- Records taken from a dataset
--- START ---

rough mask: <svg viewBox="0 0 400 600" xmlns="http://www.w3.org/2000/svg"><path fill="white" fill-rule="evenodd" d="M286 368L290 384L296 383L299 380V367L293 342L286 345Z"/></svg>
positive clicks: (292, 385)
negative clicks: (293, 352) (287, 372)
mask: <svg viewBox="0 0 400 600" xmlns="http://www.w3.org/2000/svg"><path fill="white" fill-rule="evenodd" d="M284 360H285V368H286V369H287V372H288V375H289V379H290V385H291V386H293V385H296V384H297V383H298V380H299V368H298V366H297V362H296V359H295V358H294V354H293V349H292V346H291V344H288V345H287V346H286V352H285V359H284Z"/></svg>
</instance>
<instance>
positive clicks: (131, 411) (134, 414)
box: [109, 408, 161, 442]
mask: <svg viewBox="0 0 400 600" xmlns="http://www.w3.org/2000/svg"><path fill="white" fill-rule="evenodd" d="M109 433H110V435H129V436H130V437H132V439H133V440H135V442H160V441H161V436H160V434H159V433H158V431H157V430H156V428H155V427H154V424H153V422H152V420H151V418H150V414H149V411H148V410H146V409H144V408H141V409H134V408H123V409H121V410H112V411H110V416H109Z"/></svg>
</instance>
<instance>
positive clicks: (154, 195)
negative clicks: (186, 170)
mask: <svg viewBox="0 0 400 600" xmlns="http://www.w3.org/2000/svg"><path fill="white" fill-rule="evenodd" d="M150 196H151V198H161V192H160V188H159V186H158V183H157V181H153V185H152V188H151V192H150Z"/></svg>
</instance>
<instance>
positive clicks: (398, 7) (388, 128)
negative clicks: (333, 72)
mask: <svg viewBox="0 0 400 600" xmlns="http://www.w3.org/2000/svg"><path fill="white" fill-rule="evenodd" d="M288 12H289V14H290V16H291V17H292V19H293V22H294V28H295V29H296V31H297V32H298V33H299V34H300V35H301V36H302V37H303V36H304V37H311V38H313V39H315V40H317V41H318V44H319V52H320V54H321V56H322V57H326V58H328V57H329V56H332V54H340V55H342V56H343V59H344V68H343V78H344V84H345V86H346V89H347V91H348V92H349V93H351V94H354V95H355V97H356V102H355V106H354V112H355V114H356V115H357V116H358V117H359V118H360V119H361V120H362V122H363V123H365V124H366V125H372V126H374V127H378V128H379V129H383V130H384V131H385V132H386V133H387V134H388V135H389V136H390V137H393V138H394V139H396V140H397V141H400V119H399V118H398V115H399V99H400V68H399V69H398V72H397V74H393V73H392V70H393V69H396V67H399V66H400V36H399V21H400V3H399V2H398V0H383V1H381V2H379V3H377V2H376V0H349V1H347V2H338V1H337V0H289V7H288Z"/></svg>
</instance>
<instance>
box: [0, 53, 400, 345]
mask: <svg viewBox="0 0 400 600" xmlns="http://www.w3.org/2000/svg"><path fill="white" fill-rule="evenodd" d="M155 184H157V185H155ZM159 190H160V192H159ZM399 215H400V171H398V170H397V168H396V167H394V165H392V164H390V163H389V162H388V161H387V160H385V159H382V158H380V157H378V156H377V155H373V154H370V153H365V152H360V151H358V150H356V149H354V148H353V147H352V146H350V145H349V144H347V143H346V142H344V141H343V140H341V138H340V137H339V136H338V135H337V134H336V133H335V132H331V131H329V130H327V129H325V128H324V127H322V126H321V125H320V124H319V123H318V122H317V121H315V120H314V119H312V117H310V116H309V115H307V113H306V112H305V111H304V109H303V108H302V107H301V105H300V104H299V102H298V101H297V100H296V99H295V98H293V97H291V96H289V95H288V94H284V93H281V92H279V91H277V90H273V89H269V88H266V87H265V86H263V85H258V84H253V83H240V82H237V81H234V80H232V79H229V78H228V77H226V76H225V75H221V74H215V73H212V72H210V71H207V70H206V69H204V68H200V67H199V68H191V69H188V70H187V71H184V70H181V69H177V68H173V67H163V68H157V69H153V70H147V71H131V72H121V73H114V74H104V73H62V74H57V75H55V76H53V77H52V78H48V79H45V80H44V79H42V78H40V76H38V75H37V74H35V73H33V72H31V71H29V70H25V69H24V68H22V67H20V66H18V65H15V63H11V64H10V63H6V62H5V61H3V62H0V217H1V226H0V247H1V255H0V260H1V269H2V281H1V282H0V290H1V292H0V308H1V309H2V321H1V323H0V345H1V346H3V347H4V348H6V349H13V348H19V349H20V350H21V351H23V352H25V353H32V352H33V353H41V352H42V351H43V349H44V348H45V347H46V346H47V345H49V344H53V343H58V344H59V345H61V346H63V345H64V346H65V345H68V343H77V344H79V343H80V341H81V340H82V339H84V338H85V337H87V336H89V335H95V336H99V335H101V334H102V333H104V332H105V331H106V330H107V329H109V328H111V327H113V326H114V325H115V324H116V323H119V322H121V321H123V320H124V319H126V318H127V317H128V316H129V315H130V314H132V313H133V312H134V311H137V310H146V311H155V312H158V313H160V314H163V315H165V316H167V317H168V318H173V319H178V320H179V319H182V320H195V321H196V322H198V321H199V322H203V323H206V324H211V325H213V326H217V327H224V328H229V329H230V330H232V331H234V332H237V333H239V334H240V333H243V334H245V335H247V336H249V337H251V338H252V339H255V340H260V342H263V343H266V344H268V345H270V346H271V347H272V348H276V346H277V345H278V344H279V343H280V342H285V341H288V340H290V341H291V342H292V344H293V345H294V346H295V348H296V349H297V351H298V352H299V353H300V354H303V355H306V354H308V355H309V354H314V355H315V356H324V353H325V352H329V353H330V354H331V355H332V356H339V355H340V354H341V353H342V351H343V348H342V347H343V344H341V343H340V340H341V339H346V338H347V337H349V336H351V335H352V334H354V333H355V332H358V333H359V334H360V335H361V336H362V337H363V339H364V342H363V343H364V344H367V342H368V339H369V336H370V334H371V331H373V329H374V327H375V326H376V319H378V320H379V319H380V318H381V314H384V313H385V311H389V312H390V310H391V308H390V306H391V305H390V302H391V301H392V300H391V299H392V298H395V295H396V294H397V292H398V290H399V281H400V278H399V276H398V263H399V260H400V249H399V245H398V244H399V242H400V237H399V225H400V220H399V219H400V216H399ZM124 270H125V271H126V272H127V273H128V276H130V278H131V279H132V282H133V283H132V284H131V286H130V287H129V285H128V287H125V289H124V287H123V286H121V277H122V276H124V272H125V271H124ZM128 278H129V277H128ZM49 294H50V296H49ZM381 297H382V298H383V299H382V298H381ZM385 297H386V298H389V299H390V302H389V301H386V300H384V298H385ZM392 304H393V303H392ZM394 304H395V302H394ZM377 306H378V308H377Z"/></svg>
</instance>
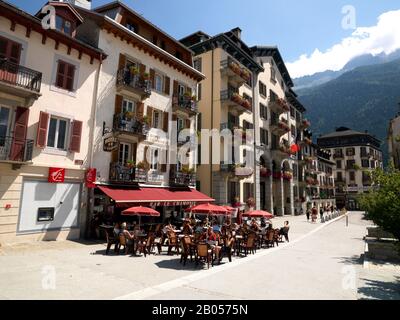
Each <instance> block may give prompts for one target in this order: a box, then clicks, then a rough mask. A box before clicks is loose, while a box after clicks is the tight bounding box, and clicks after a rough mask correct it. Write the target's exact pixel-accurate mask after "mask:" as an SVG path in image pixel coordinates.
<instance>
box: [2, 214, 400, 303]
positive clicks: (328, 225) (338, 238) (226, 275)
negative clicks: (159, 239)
mask: <svg viewBox="0 0 400 320" xmlns="http://www.w3.org/2000/svg"><path fill="white" fill-rule="evenodd" d="M361 217H362V215H361V213H356V212H355V213H351V214H350V218H349V226H348V227H346V225H345V219H344V218H341V219H338V220H337V221H334V222H331V223H328V224H321V223H318V224H311V223H308V222H307V221H305V217H304V216H300V217H290V218H276V219H274V225H275V227H280V226H281V225H282V224H283V221H284V220H286V219H287V220H290V223H291V230H290V238H291V239H290V240H291V242H290V243H289V244H281V245H279V247H277V248H274V249H268V250H258V251H257V254H256V255H250V256H248V257H247V258H237V259H234V261H233V262H232V263H224V264H222V265H221V266H216V267H214V268H210V270H206V269H207V268H206V267H197V268H196V267H195V266H194V264H193V265H192V264H190V263H189V264H188V265H187V266H186V267H183V266H182V265H180V264H179V257H178V256H166V255H165V254H162V255H155V256H154V255H152V256H148V257H147V258H144V257H130V256H129V255H127V256H116V255H114V254H111V255H109V256H105V255H104V251H105V246H104V244H99V243H95V244H93V243H91V244H82V243H77V242H70V241H65V242H42V243H35V244H32V245H14V246H12V247H3V248H1V249H0V298H1V299H249V298H251V299H307V300H308V299H314V300H315V299H365V298H367V299H379V298H384V299H395V298H397V299H399V298H400V297H399V295H398V293H399V292H400V289H399V288H400V287H399V280H400V279H399V278H398V277H397V278H396V277H395V274H396V271H395V270H393V269H390V268H387V269H384V268H383V269H382V268H381V269H379V268H378V267H377V268H375V269H371V270H367V269H363V268H362V258H361V255H362V253H363V251H364V241H363V239H362V238H363V236H364V235H365V233H366V226H368V225H370V222H369V221H364V220H362V219H361ZM200 269H203V270H200ZM53 274H55V277H54V279H55V283H54V285H55V287H53V286H52V282H51V281H50V282H49V279H52V278H51V276H52V275H53ZM397 274H398V273H397ZM354 285H355V286H354Z"/></svg>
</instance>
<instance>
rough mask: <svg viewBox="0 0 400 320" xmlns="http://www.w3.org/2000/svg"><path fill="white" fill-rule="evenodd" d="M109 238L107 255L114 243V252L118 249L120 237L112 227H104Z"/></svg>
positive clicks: (104, 230) (116, 250)
mask: <svg viewBox="0 0 400 320" xmlns="http://www.w3.org/2000/svg"><path fill="white" fill-rule="evenodd" d="M104 232H105V233H106V239H107V249H106V255H107V254H108V253H109V252H110V249H111V246H112V245H113V244H114V252H116V251H117V250H118V244H119V239H118V237H115V236H114V233H113V230H112V229H104Z"/></svg>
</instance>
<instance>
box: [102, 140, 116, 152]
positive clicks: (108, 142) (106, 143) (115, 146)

--- END ---

- PROBLEM TO WORK ON
Select and copy every line of the records above that contains the word "rough". Case counts.

- ANSWER FOR THE TASK
rough mask: <svg viewBox="0 0 400 600" xmlns="http://www.w3.org/2000/svg"><path fill="white" fill-rule="evenodd" d="M286 368L290 384L296 383L299 380V367L293 342L286 345Z"/></svg>
Each <instance> block may give prompts for one target in this order: a box, then clicks, then a rough mask. A box before clicks is loose, while a box after clicks is the tight bounding box, and clicks after a rough mask correct it. Write the target's exact pixel-accurate mask after "mask:" as an SVG path in image pixel coordinates.
rough mask: <svg viewBox="0 0 400 320" xmlns="http://www.w3.org/2000/svg"><path fill="white" fill-rule="evenodd" d="M109 238L107 255L114 243V252L118 249L120 237L112 227H104Z"/></svg>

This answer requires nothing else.